Set problem → Rewrite the material below, replacing "Would you kindly segment" with "Please segment" and leaving everything else unchanged.

[Records from a data collection]
***

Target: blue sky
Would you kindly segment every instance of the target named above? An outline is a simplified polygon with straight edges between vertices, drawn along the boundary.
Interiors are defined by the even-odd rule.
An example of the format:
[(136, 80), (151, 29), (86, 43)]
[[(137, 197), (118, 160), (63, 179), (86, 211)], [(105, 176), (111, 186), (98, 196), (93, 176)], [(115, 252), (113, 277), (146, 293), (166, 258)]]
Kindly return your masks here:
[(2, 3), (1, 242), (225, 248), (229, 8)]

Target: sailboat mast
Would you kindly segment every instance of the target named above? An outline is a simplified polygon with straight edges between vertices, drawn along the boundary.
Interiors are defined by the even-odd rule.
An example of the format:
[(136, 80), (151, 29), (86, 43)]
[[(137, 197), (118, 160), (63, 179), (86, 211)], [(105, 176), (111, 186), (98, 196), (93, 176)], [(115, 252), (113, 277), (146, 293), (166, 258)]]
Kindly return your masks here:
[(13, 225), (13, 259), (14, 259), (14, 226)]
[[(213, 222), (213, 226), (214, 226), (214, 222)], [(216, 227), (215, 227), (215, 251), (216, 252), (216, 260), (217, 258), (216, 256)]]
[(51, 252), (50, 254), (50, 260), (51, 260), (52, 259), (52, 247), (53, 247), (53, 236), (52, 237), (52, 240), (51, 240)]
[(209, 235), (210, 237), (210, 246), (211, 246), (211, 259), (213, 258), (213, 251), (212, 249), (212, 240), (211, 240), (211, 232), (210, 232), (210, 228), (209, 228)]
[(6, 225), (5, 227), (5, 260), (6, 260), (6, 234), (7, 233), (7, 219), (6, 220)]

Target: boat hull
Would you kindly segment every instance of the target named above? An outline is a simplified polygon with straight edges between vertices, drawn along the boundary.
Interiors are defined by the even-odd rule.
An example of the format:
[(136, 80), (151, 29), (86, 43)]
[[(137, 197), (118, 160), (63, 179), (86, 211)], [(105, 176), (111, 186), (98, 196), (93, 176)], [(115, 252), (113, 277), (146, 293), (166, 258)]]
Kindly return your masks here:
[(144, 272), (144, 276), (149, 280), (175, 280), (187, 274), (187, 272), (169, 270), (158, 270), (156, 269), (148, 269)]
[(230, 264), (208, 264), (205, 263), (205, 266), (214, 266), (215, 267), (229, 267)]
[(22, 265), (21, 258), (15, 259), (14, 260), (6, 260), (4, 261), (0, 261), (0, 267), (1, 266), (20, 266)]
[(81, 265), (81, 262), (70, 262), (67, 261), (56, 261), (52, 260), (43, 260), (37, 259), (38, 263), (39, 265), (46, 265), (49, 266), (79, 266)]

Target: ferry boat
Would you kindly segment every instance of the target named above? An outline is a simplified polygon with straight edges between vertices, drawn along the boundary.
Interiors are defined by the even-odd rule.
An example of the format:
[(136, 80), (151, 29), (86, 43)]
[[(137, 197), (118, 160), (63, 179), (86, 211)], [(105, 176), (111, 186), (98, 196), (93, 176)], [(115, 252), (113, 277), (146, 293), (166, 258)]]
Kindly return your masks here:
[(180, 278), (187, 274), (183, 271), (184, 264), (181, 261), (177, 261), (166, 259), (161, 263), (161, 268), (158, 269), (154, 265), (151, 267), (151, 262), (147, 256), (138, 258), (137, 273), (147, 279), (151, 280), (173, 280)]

***

Task response →
Target: blue sky
Please segment every instance of the target named above? An outline is a simplified polygon with straight edges between vertices, drawn along the boundary.
Interiors are defined by the even-odd rule.
An example of the format:
[(136, 80), (151, 29), (86, 43)]
[[(137, 197), (118, 160), (63, 179), (86, 211)], [(105, 176), (111, 186), (98, 196), (93, 176)], [(115, 252), (113, 277), (146, 293), (166, 258)]]
Kindly return your masks here:
[(2, 3), (1, 242), (225, 248), (229, 8)]

Target: sailboat mast
Please segment every instance of the target named above? An outline is a simplified polygon with straight edges between vertices, drawn along the boundary.
Interiors are defined by the even-odd rule.
An example of the format:
[(136, 80), (151, 29), (86, 43)]
[[(137, 197), (118, 160), (63, 179), (86, 211)], [(105, 176), (111, 186), (98, 196), (93, 176)], [(115, 252), (113, 277), (146, 293), (166, 258)]]
Kindly return your masks here:
[(13, 225), (13, 259), (14, 259), (14, 226)]
[[(213, 222), (213, 226), (214, 226), (214, 222)], [(216, 227), (215, 227), (215, 251), (216, 252), (216, 260), (217, 258), (216, 256)]]
[(51, 252), (50, 254), (50, 260), (51, 260), (52, 259), (52, 247), (53, 247), (53, 236), (52, 237), (52, 240), (51, 240)]
[(209, 235), (210, 237), (210, 246), (211, 246), (211, 259), (213, 258), (213, 251), (212, 249), (212, 240), (211, 240), (211, 232), (210, 232), (210, 228), (209, 228)]
[(6, 225), (5, 227), (5, 260), (6, 260), (6, 234), (7, 233), (7, 219), (6, 220)]

Target: boat hull
Please segment every instance of the target named above? An outline is a simplified polygon with straight edges between vertices, drawn along the boundary.
Interiors are defined by the even-odd rule.
An example of the format:
[(136, 80), (151, 29), (86, 43)]
[[(137, 197), (118, 160), (63, 179), (86, 211)], [(105, 176), (111, 186), (98, 196), (93, 176)], [(115, 252), (113, 277), (146, 293), (166, 258)]]
Kindly return your masks here:
[(144, 272), (144, 276), (149, 280), (175, 280), (187, 274), (187, 272), (169, 270), (158, 270), (156, 269), (148, 269)]
[(230, 264), (208, 264), (205, 263), (205, 266), (214, 266), (215, 267), (229, 267)]
[(22, 265), (21, 258), (15, 259), (14, 260), (6, 260), (4, 261), (0, 261), (0, 267), (1, 266), (20, 266)]
[(81, 265), (81, 262), (70, 262), (67, 261), (56, 261), (52, 260), (43, 260), (37, 259), (38, 263), (39, 265), (46, 265), (49, 266), (79, 266)]

Target: ferry boat
Please segment every instance of the target named above? An outline is a simplified polygon with straight edges between vertices, drawn along the boundary.
Interiors are defined by the even-odd rule.
An example of the format:
[(136, 80), (151, 29), (86, 43)]
[[(137, 197), (118, 160), (63, 179), (86, 211)], [(105, 176), (111, 186), (98, 196), (93, 176)], [(115, 252), (113, 277), (146, 293), (166, 258)]]
Kindly return your masks here:
[(180, 278), (187, 274), (183, 271), (184, 264), (181, 261), (177, 261), (166, 259), (161, 263), (161, 268), (158, 269), (154, 265), (151, 267), (151, 262), (147, 256), (138, 258), (137, 273), (147, 279), (151, 280), (173, 280)]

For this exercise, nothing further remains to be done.